====== Source information

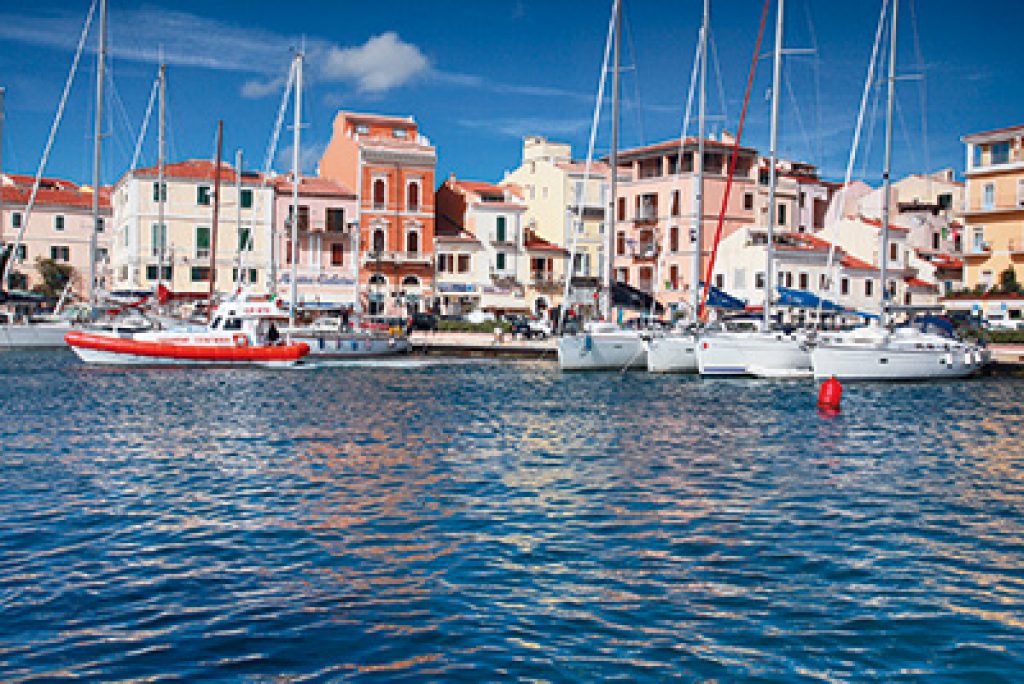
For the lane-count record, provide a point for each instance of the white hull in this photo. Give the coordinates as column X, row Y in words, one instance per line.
column 758, row 354
column 352, row 346
column 38, row 336
column 602, row 351
column 888, row 362
column 673, row 353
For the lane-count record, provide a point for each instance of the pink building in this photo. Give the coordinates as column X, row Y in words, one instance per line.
column 59, row 228
column 327, row 248
column 654, row 212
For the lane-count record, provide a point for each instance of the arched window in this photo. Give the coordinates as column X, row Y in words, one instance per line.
column 413, row 199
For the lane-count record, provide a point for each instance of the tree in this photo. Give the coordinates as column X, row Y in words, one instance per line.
column 55, row 276
column 1008, row 282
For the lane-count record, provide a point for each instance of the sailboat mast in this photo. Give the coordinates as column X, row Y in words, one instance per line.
column 887, row 171
column 161, row 162
column 610, row 272
column 97, row 152
column 698, row 199
column 773, row 154
column 296, row 140
column 216, row 217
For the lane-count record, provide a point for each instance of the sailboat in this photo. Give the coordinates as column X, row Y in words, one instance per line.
column 604, row 345
column 766, row 352
column 926, row 351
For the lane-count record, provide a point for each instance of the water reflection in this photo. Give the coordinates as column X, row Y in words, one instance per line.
column 473, row 521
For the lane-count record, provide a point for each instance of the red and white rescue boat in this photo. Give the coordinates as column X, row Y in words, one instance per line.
column 244, row 332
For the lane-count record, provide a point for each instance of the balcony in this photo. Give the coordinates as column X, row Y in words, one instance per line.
column 396, row 258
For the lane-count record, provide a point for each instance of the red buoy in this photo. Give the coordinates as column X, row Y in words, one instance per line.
column 830, row 394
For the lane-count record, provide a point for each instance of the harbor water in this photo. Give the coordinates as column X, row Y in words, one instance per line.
column 474, row 521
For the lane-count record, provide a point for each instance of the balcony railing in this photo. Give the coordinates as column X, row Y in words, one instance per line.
column 396, row 257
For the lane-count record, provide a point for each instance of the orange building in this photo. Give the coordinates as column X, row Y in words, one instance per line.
column 391, row 166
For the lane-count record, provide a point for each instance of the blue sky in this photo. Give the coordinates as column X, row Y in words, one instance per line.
column 480, row 76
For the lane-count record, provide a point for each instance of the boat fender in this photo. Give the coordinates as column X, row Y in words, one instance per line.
column 830, row 394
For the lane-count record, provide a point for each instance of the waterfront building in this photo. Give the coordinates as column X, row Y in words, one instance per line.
column 59, row 228
column 176, row 253
column 390, row 166
column 654, row 212
column 328, row 231
column 993, row 209
column 564, row 206
column 517, row 270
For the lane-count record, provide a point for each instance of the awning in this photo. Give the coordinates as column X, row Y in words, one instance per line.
column 805, row 300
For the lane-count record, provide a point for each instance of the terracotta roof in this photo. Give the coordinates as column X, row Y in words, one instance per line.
column 17, row 195
column 312, row 185
column 918, row 283
column 854, row 263
column 199, row 169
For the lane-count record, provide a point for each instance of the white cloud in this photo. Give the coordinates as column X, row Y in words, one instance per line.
column 383, row 62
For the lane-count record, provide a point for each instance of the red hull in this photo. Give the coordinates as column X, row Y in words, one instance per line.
column 187, row 352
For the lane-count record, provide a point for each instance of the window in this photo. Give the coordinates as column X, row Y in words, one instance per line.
column 335, row 220
column 153, row 272
column 413, row 197
column 158, row 239
column 202, row 242
column 1000, row 153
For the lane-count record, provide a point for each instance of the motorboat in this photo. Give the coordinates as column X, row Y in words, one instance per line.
column 244, row 332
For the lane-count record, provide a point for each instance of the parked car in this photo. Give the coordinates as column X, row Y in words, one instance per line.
column 423, row 321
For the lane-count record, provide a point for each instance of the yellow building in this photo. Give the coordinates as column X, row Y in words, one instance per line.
column 550, row 182
column 994, row 206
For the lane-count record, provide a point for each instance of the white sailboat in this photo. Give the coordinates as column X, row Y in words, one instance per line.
column 765, row 353
column 879, row 351
column 603, row 345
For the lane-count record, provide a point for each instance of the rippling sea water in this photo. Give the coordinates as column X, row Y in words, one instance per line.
column 478, row 521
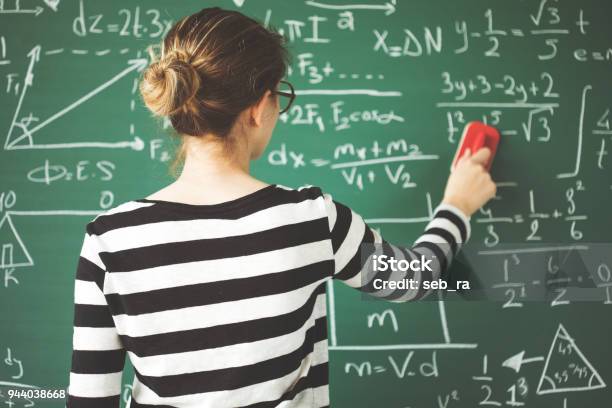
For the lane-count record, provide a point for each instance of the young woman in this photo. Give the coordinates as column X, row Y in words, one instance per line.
column 215, row 285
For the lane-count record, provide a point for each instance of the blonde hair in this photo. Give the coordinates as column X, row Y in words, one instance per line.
column 213, row 64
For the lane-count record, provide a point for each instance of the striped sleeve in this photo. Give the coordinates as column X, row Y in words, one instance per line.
column 98, row 356
column 354, row 243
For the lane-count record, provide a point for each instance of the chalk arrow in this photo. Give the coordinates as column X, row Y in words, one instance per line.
column 389, row 7
column 36, row 11
column 52, row 4
column 137, row 64
column 516, row 361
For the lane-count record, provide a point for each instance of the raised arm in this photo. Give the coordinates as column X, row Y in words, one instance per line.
column 98, row 356
column 355, row 244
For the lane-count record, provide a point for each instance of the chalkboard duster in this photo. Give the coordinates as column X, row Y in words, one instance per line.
column 477, row 135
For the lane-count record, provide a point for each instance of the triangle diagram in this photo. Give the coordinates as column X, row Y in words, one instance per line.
column 71, row 82
column 566, row 369
column 13, row 252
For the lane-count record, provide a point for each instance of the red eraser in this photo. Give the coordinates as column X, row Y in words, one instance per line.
column 477, row 135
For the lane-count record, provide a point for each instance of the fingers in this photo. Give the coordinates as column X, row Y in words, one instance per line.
column 466, row 155
column 482, row 156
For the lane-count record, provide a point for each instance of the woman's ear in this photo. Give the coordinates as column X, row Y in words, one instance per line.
column 257, row 110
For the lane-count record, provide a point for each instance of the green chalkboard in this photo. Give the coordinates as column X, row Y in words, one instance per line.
column 384, row 91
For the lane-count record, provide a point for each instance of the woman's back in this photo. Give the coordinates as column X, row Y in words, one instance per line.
column 220, row 305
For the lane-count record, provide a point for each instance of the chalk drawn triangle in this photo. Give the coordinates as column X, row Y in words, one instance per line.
column 566, row 368
column 23, row 127
column 13, row 252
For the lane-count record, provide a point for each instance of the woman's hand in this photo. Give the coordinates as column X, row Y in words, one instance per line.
column 469, row 185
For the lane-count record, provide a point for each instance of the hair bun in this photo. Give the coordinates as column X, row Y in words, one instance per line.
column 169, row 84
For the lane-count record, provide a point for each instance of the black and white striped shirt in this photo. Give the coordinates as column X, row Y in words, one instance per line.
column 222, row 305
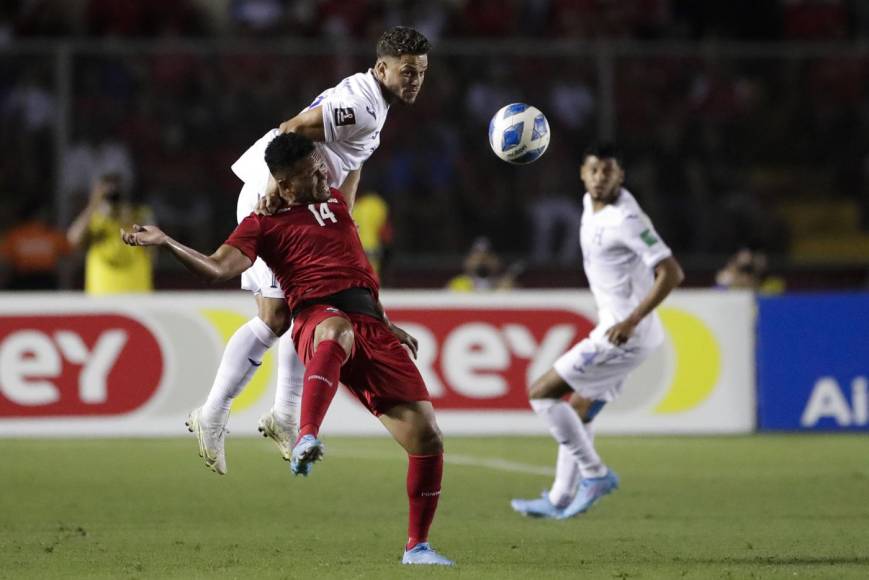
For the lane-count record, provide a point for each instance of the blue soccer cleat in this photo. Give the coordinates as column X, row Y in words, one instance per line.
column 589, row 492
column 537, row 508
column 308, row 450
column 423, row 553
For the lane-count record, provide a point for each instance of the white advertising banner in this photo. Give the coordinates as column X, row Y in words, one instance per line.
column 136, row 365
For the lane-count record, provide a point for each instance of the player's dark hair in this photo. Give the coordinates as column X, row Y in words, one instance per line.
column 400, row 40
column 603, row 150
column 286, row 149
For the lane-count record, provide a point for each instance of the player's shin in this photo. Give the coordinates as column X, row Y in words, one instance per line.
column 567, row 477
column 320, row 385
column 241, row 358
column 424, row 474
column 290, row 376
column 569, row 431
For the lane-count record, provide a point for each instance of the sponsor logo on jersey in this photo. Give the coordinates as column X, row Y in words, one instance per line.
column 344, row 116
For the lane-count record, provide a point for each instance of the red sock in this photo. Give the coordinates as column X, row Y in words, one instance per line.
column 424, row 473
column 320, row 384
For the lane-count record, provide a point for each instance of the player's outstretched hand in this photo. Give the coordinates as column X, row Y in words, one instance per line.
column 619, row 333
column 143, row 236
column 405, row 338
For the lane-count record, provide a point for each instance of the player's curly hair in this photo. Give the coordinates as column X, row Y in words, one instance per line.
column 286, row 149
column 400, row 40
column 603, row 150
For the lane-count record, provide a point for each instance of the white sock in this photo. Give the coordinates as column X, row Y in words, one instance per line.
column 241, row 358
column 566, row 478
column 567, row 474
column 291, row 373
column 568, row 430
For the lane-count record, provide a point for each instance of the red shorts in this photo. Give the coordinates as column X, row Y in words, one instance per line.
column 380, row 371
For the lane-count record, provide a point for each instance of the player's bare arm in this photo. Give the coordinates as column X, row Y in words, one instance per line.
column 349, row 187
column 226, row 263
column 308, row 123
column 668, row 275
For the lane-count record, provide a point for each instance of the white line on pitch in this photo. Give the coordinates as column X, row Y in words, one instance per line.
column 454, row 459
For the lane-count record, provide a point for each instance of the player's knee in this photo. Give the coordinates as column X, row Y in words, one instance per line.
column 430, row 441
column 277, row 319
column 538, row 389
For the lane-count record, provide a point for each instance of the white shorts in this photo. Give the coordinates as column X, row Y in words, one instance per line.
column 596, row 369
column 259, row 278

============

Required work: Exactly the lines from the one containing "the player's knee" through the end of the records above are to be printed, and no others.

Answer to the exercise:
For the lane-count record, provide a point for each instance of the player's knee in this photo. Give the coordinates as column X, row Y in words, one instance per line.
column 430, row 441
column 277, row 319
column 538, row 389
For the lane-count record, provide a point for each instance of the white shorts in this photo. Give the coordinates as column X, row Y in words, one instance per line.
column 596, row 369
column 259, row 278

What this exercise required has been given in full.